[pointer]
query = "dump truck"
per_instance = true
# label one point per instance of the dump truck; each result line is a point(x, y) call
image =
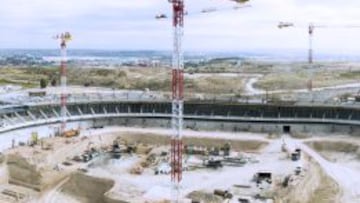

-----

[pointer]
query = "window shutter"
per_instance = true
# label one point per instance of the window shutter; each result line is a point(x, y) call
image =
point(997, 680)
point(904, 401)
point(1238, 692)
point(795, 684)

-----

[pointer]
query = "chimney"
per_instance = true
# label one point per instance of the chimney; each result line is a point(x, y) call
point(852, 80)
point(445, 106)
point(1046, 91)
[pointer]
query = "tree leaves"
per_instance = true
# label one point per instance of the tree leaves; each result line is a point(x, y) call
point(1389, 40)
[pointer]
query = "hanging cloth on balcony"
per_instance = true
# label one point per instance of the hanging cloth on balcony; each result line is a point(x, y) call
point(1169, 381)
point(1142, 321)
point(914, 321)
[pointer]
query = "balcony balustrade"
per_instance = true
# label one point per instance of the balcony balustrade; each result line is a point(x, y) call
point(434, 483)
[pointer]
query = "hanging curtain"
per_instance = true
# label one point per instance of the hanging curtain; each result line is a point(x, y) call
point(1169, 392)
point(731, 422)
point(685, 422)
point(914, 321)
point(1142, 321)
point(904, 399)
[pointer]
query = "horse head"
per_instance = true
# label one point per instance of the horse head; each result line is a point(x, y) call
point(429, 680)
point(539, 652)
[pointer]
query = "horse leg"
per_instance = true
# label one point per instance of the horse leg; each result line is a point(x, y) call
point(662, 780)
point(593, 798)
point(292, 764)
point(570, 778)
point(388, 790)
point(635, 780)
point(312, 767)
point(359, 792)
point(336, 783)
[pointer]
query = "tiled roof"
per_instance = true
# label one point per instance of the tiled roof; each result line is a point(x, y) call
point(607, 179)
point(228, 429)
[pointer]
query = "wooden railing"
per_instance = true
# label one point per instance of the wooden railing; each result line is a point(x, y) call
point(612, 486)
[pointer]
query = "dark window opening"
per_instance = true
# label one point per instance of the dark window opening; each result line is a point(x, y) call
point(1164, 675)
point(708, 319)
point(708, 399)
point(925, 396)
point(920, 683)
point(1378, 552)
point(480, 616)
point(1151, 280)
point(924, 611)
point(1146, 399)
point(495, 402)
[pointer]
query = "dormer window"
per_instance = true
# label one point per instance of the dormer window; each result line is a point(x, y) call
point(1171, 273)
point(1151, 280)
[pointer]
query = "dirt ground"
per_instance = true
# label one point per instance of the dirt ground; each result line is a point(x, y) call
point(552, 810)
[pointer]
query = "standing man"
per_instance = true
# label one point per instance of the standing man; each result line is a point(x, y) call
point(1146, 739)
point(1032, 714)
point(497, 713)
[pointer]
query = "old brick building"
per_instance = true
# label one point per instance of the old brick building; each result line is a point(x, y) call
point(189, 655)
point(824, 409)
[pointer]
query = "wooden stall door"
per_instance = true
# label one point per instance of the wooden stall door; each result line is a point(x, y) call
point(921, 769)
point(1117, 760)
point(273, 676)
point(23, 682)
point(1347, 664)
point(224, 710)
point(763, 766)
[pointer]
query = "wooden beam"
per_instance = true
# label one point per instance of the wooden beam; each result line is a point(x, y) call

-----

What to do: Whenever a line of the records holds the string "truck", pick it out and copy it.

Answer box:
query = "dump truck"
# label one point per instance of the dump truck; each result line is a point(x, y) call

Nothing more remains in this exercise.